Dataset entries
--- --- ---
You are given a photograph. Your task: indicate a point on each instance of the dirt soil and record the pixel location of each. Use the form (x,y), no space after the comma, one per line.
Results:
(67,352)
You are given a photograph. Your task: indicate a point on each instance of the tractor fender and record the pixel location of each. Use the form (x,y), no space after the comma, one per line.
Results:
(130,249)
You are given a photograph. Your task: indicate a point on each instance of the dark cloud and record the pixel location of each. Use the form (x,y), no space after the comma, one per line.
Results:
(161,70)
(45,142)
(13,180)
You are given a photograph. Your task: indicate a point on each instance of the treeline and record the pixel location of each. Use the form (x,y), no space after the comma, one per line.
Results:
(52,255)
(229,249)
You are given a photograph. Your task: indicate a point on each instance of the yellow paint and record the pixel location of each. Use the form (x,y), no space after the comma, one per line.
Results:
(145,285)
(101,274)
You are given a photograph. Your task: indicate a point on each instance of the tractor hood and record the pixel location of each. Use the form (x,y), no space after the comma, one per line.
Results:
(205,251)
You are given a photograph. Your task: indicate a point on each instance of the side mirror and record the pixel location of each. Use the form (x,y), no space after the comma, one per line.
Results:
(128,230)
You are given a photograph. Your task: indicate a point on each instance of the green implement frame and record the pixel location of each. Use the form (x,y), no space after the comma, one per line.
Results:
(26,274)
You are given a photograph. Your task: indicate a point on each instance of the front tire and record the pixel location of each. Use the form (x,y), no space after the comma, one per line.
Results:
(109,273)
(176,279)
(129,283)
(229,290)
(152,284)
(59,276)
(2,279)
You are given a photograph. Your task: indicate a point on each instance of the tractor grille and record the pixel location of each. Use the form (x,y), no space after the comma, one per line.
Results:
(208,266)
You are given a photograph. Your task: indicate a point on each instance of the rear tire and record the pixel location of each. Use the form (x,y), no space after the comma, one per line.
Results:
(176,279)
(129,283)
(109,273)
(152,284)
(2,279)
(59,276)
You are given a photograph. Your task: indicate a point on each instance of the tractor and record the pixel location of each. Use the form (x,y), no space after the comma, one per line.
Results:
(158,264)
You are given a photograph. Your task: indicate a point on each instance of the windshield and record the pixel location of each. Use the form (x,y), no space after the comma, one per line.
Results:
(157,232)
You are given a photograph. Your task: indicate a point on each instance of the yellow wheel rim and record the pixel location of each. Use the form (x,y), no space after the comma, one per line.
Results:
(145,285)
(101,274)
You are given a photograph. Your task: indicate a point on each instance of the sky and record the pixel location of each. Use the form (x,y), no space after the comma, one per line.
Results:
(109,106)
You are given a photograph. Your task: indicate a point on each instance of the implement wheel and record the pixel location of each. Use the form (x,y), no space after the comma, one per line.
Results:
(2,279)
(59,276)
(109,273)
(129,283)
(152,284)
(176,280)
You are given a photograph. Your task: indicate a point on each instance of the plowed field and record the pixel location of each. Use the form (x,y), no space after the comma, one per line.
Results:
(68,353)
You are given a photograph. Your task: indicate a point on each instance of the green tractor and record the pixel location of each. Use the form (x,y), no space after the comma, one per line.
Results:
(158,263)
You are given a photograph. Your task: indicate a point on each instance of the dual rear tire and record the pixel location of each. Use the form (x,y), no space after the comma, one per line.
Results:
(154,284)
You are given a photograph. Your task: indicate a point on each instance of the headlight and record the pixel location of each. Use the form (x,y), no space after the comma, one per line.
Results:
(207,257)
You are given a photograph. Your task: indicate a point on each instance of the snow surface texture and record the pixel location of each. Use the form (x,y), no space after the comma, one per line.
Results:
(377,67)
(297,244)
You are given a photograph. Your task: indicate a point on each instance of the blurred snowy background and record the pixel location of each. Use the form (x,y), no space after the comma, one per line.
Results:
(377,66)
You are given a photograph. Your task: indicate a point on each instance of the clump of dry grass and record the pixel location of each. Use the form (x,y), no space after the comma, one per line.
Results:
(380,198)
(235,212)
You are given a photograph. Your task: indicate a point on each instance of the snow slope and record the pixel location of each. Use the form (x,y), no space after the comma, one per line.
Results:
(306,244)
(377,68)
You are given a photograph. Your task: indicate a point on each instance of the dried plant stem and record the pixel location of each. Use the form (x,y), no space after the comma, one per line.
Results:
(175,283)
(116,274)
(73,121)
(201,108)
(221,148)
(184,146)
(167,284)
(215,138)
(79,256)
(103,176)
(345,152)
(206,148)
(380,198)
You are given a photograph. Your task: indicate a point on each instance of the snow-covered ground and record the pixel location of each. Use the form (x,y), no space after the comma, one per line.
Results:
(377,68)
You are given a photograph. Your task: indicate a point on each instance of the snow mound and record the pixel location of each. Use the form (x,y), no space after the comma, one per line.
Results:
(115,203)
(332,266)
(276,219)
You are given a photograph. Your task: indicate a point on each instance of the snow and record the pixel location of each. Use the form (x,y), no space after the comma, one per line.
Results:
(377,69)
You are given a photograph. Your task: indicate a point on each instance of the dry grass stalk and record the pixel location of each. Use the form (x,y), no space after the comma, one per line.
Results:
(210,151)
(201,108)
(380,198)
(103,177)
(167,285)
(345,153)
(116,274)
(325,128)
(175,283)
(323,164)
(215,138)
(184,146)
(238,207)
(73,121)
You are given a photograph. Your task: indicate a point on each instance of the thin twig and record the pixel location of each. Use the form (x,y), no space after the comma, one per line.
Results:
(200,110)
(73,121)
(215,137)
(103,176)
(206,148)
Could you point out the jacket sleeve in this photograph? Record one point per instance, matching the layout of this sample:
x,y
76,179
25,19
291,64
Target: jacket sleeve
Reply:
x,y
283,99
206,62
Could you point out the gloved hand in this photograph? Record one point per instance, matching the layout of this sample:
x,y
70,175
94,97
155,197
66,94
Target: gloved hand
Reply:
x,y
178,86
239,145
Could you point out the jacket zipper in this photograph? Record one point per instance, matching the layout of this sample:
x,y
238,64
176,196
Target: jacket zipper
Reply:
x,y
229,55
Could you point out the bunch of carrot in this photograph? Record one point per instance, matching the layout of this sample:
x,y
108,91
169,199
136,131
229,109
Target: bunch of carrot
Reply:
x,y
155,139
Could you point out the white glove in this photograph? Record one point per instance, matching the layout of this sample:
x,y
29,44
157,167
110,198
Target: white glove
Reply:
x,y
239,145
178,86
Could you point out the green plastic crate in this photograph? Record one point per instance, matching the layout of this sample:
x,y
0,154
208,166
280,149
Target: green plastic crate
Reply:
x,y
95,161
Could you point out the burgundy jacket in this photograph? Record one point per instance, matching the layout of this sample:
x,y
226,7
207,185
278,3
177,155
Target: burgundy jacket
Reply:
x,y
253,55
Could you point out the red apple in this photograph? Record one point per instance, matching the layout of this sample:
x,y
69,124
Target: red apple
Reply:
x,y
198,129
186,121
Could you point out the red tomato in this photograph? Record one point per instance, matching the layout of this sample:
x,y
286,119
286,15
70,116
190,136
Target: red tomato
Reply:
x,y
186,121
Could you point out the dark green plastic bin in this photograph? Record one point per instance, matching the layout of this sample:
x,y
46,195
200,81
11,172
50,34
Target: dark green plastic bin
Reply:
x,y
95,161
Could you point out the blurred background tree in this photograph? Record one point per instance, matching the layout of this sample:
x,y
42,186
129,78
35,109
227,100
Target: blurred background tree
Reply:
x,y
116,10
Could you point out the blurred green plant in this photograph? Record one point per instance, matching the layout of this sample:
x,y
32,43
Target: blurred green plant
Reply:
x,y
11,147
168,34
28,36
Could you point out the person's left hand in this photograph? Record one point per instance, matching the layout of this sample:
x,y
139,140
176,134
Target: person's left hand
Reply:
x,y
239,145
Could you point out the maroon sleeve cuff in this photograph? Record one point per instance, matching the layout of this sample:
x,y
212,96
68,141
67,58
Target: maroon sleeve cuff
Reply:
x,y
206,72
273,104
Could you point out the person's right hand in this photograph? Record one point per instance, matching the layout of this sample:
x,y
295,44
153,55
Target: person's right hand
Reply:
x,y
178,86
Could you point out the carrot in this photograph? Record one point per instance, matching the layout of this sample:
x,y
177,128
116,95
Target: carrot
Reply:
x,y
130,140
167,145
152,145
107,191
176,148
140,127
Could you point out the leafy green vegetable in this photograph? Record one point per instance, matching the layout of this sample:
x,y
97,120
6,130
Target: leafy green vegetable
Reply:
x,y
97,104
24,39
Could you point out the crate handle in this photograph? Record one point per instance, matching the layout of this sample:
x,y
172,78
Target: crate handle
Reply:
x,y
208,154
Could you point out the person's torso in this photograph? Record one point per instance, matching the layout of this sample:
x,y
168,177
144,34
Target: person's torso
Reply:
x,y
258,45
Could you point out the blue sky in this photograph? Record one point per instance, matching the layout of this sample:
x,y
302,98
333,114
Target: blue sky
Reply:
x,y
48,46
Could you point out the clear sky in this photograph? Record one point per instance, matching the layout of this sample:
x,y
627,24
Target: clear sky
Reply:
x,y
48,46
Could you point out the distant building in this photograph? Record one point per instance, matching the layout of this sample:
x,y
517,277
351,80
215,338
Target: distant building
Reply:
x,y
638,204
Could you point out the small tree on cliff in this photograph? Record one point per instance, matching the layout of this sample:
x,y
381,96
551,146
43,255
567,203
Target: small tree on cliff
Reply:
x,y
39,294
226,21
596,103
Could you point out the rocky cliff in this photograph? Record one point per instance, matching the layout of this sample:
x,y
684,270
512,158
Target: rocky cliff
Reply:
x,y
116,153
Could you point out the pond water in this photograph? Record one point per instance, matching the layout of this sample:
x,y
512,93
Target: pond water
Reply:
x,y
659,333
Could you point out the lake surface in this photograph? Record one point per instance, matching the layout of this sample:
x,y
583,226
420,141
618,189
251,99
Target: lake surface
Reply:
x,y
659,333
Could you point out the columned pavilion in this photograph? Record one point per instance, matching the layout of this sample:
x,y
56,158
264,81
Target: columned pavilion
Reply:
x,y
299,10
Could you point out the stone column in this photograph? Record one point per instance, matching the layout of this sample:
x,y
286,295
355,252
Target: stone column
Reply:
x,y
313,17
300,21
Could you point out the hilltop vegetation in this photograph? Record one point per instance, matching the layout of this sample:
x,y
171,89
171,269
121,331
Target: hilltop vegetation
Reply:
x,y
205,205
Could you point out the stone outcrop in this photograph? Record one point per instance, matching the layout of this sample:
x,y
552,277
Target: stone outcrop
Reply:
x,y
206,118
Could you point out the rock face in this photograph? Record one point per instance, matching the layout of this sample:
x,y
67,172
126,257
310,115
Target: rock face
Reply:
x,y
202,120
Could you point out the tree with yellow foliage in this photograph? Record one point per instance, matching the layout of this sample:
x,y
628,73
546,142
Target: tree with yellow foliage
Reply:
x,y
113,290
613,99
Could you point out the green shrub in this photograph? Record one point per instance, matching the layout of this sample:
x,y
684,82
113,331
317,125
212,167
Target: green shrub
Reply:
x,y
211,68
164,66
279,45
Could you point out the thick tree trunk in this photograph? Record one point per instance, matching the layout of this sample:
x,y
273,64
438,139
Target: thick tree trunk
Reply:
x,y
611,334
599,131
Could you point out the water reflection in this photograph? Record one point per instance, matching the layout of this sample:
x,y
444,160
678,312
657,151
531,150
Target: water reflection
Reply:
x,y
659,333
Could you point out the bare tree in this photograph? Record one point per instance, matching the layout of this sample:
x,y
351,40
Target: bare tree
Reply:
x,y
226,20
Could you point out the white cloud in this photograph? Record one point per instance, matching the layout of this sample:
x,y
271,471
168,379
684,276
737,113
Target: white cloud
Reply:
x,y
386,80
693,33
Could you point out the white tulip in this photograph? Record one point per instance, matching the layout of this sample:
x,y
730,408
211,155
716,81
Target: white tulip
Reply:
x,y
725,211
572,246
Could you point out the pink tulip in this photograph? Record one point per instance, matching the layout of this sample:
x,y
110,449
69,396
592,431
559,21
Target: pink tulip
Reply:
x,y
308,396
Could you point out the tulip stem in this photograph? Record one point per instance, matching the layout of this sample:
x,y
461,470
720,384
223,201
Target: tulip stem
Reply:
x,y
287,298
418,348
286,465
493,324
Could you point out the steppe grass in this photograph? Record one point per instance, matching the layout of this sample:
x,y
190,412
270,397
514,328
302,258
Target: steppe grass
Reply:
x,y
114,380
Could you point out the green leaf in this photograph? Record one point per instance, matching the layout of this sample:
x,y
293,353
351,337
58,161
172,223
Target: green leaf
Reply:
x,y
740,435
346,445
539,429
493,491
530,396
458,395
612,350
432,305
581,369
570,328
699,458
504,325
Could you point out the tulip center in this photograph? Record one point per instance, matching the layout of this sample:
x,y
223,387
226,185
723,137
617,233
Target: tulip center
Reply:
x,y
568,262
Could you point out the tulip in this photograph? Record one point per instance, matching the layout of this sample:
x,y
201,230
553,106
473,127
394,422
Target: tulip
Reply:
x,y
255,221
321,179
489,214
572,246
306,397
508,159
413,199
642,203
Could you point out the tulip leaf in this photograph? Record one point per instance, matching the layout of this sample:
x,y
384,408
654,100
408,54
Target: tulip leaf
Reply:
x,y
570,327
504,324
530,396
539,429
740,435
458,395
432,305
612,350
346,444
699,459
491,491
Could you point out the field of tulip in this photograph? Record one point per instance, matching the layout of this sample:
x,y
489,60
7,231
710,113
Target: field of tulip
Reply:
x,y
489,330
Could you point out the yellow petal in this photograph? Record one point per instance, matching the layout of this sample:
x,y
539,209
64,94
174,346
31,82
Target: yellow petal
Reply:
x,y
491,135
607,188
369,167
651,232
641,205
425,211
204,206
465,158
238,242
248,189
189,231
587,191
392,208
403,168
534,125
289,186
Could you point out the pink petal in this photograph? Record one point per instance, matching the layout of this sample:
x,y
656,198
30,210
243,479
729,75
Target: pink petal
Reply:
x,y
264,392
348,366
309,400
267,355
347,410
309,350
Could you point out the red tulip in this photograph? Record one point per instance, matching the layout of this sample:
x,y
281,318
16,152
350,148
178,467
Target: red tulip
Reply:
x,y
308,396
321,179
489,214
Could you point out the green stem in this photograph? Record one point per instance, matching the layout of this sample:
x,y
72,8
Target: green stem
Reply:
--- --- ---
**Your goal**
List the lines of the records where "hilltop" occurs.

**Reply to the exercise**
Could you point out the hilltop vegetation in this photograph? Record one point per instance, matching the layout of this sample:
Target: hilltop vegetation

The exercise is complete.